Tally the lines in the records below that contain the string "nose". Case counts, so reply with the number alone.

[Begin Available data]

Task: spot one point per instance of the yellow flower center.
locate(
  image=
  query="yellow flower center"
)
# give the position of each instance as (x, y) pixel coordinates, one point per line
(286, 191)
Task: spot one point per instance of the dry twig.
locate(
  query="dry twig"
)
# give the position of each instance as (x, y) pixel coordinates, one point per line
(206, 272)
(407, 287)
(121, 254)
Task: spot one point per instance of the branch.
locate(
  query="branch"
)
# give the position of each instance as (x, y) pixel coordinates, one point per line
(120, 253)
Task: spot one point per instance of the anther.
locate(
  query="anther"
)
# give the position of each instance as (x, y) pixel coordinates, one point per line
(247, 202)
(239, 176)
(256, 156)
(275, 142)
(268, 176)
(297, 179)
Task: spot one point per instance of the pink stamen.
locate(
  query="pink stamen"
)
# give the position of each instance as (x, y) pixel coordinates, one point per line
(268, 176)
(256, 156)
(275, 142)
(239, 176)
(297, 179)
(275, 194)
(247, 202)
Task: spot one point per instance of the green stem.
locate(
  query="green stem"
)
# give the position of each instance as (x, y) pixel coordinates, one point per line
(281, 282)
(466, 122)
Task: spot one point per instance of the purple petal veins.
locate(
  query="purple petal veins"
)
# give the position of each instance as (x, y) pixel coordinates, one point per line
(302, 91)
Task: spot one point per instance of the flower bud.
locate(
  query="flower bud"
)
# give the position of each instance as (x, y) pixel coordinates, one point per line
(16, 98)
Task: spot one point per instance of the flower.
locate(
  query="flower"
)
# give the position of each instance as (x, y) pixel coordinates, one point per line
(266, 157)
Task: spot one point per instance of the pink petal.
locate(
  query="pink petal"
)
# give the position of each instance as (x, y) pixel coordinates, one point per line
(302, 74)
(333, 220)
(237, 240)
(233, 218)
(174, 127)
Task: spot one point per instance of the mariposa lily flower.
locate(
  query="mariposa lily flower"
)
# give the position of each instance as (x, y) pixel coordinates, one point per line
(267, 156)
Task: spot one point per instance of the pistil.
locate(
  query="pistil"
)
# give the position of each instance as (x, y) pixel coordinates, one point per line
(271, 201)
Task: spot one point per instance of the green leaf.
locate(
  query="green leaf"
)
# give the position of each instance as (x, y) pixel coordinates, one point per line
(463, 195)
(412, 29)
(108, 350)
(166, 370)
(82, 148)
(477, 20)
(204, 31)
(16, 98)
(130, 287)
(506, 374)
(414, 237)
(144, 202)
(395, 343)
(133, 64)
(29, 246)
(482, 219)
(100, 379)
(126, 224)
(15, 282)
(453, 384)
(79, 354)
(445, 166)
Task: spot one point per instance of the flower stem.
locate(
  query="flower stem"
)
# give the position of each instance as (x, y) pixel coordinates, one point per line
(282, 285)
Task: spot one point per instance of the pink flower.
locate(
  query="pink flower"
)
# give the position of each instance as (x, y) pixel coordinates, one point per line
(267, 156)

[End Available data]
[Begin Available data]

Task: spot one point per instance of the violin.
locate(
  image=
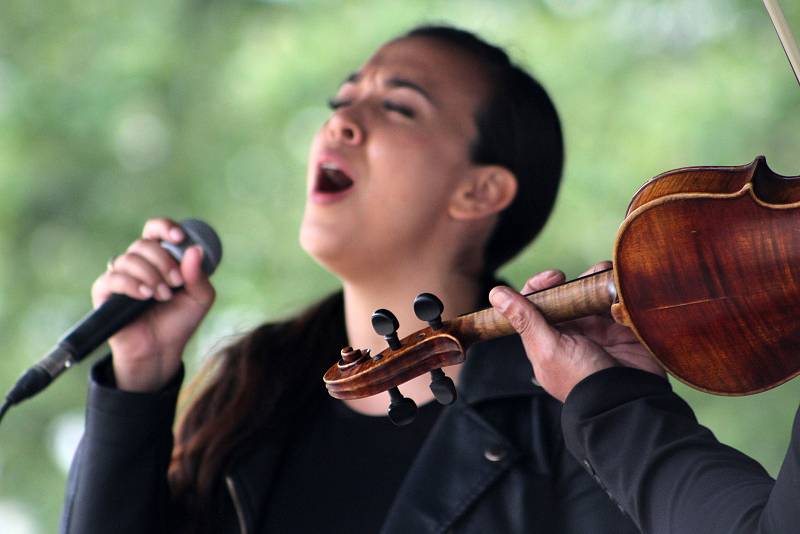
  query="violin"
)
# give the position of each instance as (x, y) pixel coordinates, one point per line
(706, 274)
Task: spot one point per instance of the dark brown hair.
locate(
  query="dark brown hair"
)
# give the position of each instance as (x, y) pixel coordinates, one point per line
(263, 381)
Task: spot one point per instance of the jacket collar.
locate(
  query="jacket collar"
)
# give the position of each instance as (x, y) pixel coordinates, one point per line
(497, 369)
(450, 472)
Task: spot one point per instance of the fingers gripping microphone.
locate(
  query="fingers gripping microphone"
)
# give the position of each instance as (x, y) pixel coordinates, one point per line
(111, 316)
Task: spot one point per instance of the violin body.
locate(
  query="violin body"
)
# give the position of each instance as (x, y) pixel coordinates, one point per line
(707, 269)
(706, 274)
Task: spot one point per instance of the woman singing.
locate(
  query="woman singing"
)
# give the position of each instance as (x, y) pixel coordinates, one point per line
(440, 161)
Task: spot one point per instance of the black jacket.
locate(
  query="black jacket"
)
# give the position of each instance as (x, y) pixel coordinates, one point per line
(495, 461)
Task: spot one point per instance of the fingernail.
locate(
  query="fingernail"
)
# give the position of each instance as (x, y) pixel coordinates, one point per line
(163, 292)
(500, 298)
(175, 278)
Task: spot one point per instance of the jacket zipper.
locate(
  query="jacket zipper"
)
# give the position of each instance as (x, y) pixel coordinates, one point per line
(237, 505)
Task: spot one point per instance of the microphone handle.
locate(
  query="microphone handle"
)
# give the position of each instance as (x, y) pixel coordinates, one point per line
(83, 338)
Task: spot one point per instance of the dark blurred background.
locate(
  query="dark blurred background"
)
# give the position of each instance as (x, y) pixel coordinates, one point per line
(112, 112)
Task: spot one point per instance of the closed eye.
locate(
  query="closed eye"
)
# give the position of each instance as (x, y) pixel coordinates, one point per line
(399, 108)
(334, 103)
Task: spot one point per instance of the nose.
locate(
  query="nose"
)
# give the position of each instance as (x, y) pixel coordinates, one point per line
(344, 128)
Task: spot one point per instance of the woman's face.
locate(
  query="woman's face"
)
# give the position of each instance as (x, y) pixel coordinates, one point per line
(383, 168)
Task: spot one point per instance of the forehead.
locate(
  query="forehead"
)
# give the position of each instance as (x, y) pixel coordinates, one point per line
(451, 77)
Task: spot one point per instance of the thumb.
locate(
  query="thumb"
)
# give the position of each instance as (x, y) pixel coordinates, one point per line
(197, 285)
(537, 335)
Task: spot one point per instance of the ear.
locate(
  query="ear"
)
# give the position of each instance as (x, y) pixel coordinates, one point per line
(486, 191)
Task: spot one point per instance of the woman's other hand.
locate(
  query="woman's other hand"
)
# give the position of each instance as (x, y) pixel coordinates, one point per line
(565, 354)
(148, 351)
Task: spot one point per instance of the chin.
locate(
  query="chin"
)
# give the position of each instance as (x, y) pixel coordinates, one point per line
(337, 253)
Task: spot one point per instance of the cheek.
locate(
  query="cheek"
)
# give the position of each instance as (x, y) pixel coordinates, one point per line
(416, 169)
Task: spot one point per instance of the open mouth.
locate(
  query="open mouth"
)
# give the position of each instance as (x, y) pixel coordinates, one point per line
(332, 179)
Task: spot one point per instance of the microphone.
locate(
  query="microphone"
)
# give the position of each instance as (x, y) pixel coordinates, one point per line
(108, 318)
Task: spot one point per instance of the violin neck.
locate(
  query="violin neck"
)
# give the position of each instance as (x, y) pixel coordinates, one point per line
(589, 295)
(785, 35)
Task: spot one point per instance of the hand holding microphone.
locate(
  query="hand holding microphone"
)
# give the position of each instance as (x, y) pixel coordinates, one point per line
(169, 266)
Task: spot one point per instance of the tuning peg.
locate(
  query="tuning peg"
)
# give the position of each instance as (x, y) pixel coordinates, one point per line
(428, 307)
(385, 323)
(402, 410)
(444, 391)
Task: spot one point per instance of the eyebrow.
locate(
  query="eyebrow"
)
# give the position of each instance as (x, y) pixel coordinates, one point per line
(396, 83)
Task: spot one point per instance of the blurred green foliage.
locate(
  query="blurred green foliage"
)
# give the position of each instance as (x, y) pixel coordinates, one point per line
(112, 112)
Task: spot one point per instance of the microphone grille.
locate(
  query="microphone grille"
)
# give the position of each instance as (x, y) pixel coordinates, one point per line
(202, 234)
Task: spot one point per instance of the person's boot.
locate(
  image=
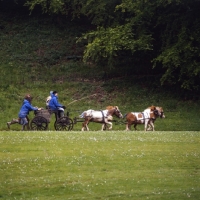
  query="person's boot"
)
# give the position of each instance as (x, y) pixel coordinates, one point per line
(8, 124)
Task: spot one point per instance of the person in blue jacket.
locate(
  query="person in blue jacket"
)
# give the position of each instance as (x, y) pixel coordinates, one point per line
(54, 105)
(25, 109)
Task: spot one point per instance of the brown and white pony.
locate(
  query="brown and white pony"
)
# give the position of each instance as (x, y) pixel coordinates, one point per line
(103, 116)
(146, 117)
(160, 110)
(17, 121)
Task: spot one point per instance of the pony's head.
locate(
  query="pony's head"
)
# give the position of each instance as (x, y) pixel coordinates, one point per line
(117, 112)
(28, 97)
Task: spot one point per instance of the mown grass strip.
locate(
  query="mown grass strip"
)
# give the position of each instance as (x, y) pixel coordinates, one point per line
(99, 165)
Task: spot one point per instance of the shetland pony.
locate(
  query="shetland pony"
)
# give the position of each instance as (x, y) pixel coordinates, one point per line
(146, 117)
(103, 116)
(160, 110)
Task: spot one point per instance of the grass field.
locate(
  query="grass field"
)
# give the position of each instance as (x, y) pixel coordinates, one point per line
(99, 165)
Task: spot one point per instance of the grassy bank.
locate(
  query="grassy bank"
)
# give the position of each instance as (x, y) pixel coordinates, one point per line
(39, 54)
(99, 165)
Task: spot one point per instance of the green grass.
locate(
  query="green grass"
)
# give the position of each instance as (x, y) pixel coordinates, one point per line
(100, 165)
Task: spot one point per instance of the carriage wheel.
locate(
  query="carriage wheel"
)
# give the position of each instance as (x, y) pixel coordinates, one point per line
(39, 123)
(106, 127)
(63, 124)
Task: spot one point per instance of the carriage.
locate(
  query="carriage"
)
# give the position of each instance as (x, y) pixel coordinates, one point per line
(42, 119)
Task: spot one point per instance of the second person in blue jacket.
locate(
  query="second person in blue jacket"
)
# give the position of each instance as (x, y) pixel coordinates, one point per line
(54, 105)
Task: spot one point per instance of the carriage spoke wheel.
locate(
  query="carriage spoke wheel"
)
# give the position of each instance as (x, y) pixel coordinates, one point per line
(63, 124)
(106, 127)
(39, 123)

[End Available data]

| The output |
2